> [What the task asks] Check every line of the entries below for "item", and copy the lines that have it.

[[ Information supplied open ]]

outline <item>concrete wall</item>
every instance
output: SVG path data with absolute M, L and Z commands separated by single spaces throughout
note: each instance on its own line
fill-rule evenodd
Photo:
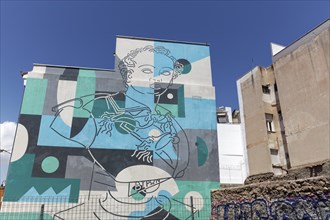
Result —
M 243 184 L 247 177 L 241 124 L 218 124 L 221 184 Z
M 274 62 L 292 167 L 330 158 L 329 24 L 281 51 Z
M 256 67 L 239 79 L 237 85 L 244 118 L 242 125 L 245 128 L 249 175 L 276 172 L 272 165 L 285 167 L 286 160 L 273 68 Z M 263 85 L 269 87 L 270 94 L 263 93 Z M 272 132 L 267 130 L 265 114 L 273 115 Z M 274 150 L 272 153 L 271 149 Z
M 192 196 L 209 216 L 203 204 L 219 187 L 209 46 L 118 37 L 115 55 L 115 70 L 35 65 L 27 74 L 7 211 L 60 198 L 72 208 L 47 215 L 185 219 Z
M 240 80 L 244 108 L 244 126 L 250 175 L 270 172 L 271 162 L 267 146 L 260 69 L 255 68 Z M 255 153 L 257 151 L 257 153 Z

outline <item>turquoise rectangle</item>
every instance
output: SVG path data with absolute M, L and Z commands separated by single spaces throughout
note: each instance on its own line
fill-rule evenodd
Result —
M 28 78 L 24 90 L 21 114 L 42 115 L 47 79 Z

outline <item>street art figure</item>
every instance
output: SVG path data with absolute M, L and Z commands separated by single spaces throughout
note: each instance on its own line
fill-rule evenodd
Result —
M 162 65 L 143 62 L 145 53 L 157 53 L 163 57 Z M 181 60 L 182 61 L 182 60 Z M 186 62 L 188 63 L 188 62 Z M 171 111 L 158 105 L 162 95 L 173 85 L 173 81 L 184 71 L 184 64 L 170 56 L 170 51 L 164 47 L 146 46 L 130 52 L 120 63 L 119 70 L 127 90 L 139 95 L 132 99 L 131 106 L 120 108 L 112 96 L 106 97 L 113 111 L 106 111 L 101 117 L 104 120 L 102 130 L 111 134 L 113 125 L 122 132 L 134 136 L 138 143 L 132 156 L 152 162 L 152 152 L 173 169 L 172 177 L 179 178 L 189 164 L 189 144 L 186 135 L 180 139 L 179 131 L 183 131 Z M 148 78 L 149 88 L 135 86 L 134 81 Z M 126 91 L 127 92 L 127 91 Z M 129 93 L 129 92 L 128 92 Z M 173 94 L 168 93 L 171 99 Z M 151 109 L 143 104 L 145 100 L 155 100 L 155 107 Z M 165 111 L 165 114 L 162 112 Z M 109 129 L 107 129 L 109 128 Z M 174 153 L 175 158 L 170 156 Z M 178 156 L 184 160 L 179 160 Z M 181 163 L 179 163 L 181 162 Z
M 145 54 L 150 56 L 150 54 L 154 53 L 162 56 L 162 64 L 160 66 L 148 63 L 148 59 L 145 58 Z M 175 120 L 171 111 L 159 106 L 158 103 L 164 94 L 167 94 L 169 99 L 173 98 L 173 94 L 166 92 L 173 85 L 175 78 L 182 74 L 183 71 L 188 73 L 187 67 L 185 69 L 185 64 L 189 65 L 189 62 L 183 59 L 176 60 L 170 55 L 170 51 L 164 47 L 146 46 L 138 48 L 131 51 L 119 63 L 119 71 L 126 87 L 125 91 L 86 95 L 65 101 L 53 108 L 56 111 L 56 117 L 51 123 L 51 129 L 63 138 L 77 142 L 88 150 L 94 163 L 115 181 L 117 192 L 111 193 L 109 191 L 112 197 L 114 194 L 119 198 L 125 195 L 134 197 L 139 194 L 139 196 L 147 198 L 150 196 L 161 196 L 166 198 L 166 201 L 169 201 L 169 198 L 166 196 L 158 195 L 158 192 L 161 191 L 160 189 L 164 189 L 160 185 L 172 178 L 177 179 L 184 175 L 184 171 L 189 164 L 189 143 L 186 134 Z M 149 82 L 149 86 L 139 87 L 134 85 L 134 82 L 141 79 Z M 137 95 L 134 95 L 134 98 L 132 98 L 130 94 L 134 93 Z M 116 102 L 116 97 L 118 96 L 124 97 L 126 101 L 124 107 L 121 107 Z M 146 100 L 154 100 L 154 107 L 151 108 L 144 104 Z M 100 118 L 96 118 L 93 115 L 93 110 L 90 111 L 90 109 L 94 108 L 95 101 L 105 103 L 103 105 L 105 108 L 99 113 Z M 65 136 L 61 134 L 61 127 L 56 126 L 57 120 L 62 120 L 61 115 L 65 118 L 65 111 L 71 111 L 72 108 L 76 111 L 85 112 L 90 117 L 85 121 L 85 125 L 80 124 L 82 125 L 81 127 L 75 128 L 80 130 L 80 132 L 75 132 L 74 136 Z M 93 132 L 90 132 L 91 124 L 95 127 Z M 83 126 L 88 126 L 89 129 L 85 131 Z M 179 135 L 180 131 L 181 135 Z M 82 132 L 86 132 L 84 134 L 85 139 L 78 140 L 77 137 L 81 136 L 82 134 L 80 133 Z M 124 178 L 125 176 L 132 176 L 130 172 L 133 170 L 138 175 L 129 181 L 120 180 L 119 177 L 116 177 L 105 168 L 97 155 L 93 154 L 93 143 L 99 134 L 107 135 L 106 138 L 109 145 L 112 144 L 111 141 L 116 138 L 116 135 L 122 136 L 120 138 L 122 140 L 131 140 L 130 138 L 125 138 L 125 136 L 130 136 L 134 140 L 130 143 L 134 148 L 131 157 L 135 157 L 147 165 L 150 164 L 152 167 L 135 165 L 124 168 L 128 169 L 127 174 L 122 175 Z M 161 169 L 153 167 L 155 158 L 161 161 L 158 165 Z M 111 161 L 104 161 L 104 163 L 111 163 Z M 163 170 L 164 166 L 167 167 L 165 170 L 168 173 Z M 147 172 L 149 176 L 141 178 L 141 173 L 147 170 L 149 171 Z M 125 173 L 125 170 L 122 172 Z M 163 173 L 163 175 L 159 176 L 160 173 Z M 172 180 L 171 184 L 170 188 L 177 188 L 175 181 Z M 175 193 L 175 191 L 172 193 Z
M 168 63 L 162 67 L 154 67 L 152 64 L 141 65 L 141 61 L 136 60 L 143 53 L 162 54 L 165 59 L 168 59 Z M 75 141 L 88 149 L 95 162 L 103 168 L 102 164 L 93 155 L 92 145 L 100 133 L 106 133 L 110 137 L 109 144 L 111 145 L 111 136 L 113 136 L 113 128 L 115 127 L 117 132 L 123 135 L 130 135 L 136 139 L 136 142 L 133 143 L 135 150 L 131 155 L 132 157 L 134 156 L 151 164 L 153 161 L 152 152 L 154 152 L 158 158 L 161 158 L 173 170 L 171 172 L 173 178 L 182 177 L 184 170 L 189 164 L 189 144 L 185 135 L 183 135 L 183 138 L 178 136 L 178 132 L 183 131 L 183 129 L 175 120 L 171 111 L 158 105 L 161 96 L 173 85 L 174 79 L 181 74 L 184 68 L 184 64 L 179 63 L 169 54 L 169 50 L 164 47 L 153 48 L 152 46 L 132 51 L 119 63 L 120 72 L 127 87 L 126 91 L 110 94 L 95 93 L 61 103 L 53 108 L 56 111 L 56 118 L 52 122 L 51 128 L 62 137 Z M 149 78 L 150 85 L 149 88 L 139 89 L 132 84 L 132 81 L 134 81 L 133 78 L 136 78 L 136 80 L 145 78 L 143 74 Z M 140 77 L 141 75 L 142 77 Z M 131 98 L 127 95 L 130 92 L 128 90 L 139 93 L 135 96 L 137 98 Z M 171 93 L 168 94 L 169 97 L 171 95 Z M 129 103 L 129 106 L 120 107 L 115 100 L 116 96 L 128 99 L 129 102 L 127 103 Z M 148 99 L 156 100 L 154 109 L 143 104 Z M 100 116 L 101 121 L 98 121 L 93 112 L 89 110 L 89 105 L 92 105 L 96 100 L 102 100 L 106 103 L 106 108 Z M 81 111 L 90 115 L 89 120 L 94 124 L 95 132 L 86 134 L 90 136 L 88 139 L 83 141 L 75 140 L 79 133 L 70 137 L 61 134 L 60 129 L 57 130 L 55 126 L 56 120 L 62 120 L 62 118 L 58 117 L 61 114 L 64 115 L 66 110 L 71 111 L 70 108 L 81 109 Z M 162 114 L 164 111 L 166 113 Z M 83 131 L 83 128 L 79 129 Z M 173 158 L 173 155 L 175 158 Z M 179 155 L 181 164 L 178 159 Z
M 4 201 L 56 198 L 65 207 L 44 209 L 54 219 L 208 218 L 219 186 L 209 47 L 117 40 L 115 70 L 27 74 Z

[[ Information supplied closed ]]

> [Exercise output]
outline <item>concrete wall</item>
outline <item>turquoise rectangle</item>
outline <item>street art figure</item>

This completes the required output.